> Exercise directions: In the Addis Clinic story, can you return, word for word, the passage starting with "One story has" and going on through "up, or speak."?

> Text under study:

++++++++++++++++++++

We were so touched by this story by Michelle Turner, the Executive Director of The Addis Clinic, that we wanted to share it with you. The Addis Clinic is an M3 partner, and their mission is to partner with local organizations, empower frontline health workers, and bring healing to underserved areas through telemedicine.
Mrs. Turner writes:
On my recent trip to East Africa, I saw firsthand the impact our telemedicine has.
One story has stuck with me, and it comes from a small clinic in rural Migori County, Kenya. While touring the modest facility we met a little boy, Barasa*, and his mother. They had traveled to the clinic, their only option for medical care, because Barasa was experiencing extreme swelling in his right eye along with several other complications. This started 4 months ago, but by the time Barasa arrived at the clinic, he could not walk, sit up, or speak.
If a child arrived at a hospital in the US in this condition, he would immediately be admitted, and a team of specialists would be assigned to his treatment. Barasa, however, lives in an area where this isn’t possible. His care team consists of a dedicated clinical officer and nurse, armed with a tablet that links them to dozens of physician volunteers through The Addis Clinic.
Barasa’s case was assigned to a pediatrician and ENT within our volunteer network. Our pediatrician responded in a matter of minutes with recommendations, but the outlook was not good. Given the severity of Barasa’s symptoms, it would be difficult to manage such a severe case with very limited resources. The back and forth communication through our telemedicine technology continued throughout the week, and I continued to check up on his progress. Meeting patients in person forms a connection that we don’t often get. I have a 6-year-old son and seeing the pain Barasa was in and the hurt it caused his mother hit close to home. That could be my son, and that terrified mother could be me. It is hard for many of us to imagine what it is like to be unable to access lifesaving care for one of our children. After a fantastic job of implementing the guidance provided by our volunteer physicians, the clinical officer reported this week that Barasa was able to go home! The infection responded to the second round of antibiotics. Barasa will get to play for the rest of the summer and return to school. He may grow up to be a doctor, farmer, teacher, or president of Kenya.
Through God’s beautiful tapestry of the network of volunteer physicians and supporters of The Addis Clinic, Barasa’s life was saved! Thank you, Mrs. Turner, for sharing this story with us!

++++++++++++++++++++

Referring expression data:
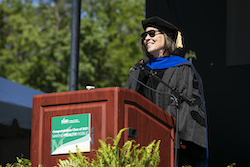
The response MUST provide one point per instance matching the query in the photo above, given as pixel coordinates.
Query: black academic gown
(183, 77)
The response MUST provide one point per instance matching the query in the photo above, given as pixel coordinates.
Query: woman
(160, 42)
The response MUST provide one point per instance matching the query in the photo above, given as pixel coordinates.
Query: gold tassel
(179, 40)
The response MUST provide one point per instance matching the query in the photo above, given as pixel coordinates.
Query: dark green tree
(35, 42)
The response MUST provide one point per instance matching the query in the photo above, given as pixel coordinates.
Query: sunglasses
(151, 33)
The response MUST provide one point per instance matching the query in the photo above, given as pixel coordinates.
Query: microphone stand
(177, 97)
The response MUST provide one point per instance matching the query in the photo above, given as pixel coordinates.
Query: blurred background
(35, 38)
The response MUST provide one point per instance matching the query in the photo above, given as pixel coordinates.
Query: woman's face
(155, 45)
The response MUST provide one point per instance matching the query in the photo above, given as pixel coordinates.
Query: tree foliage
(35, 42)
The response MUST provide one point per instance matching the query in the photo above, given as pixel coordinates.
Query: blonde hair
(169, 46)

++++++++++++++++++++

> Task result:
One story has stuck with me, and it comes from a small clinic in rural Migori County, Kenya. While touring the modest facility we met a little boy, Barasa*, and his mother. They had traveled to the clinic, their only option for medical care, because Barasa was experiencing extreme swelling in his right eye along with several other complications. This started 4 months ago, but by the time Barasa arrived at the clinic, he could not walk, sit up, or speak.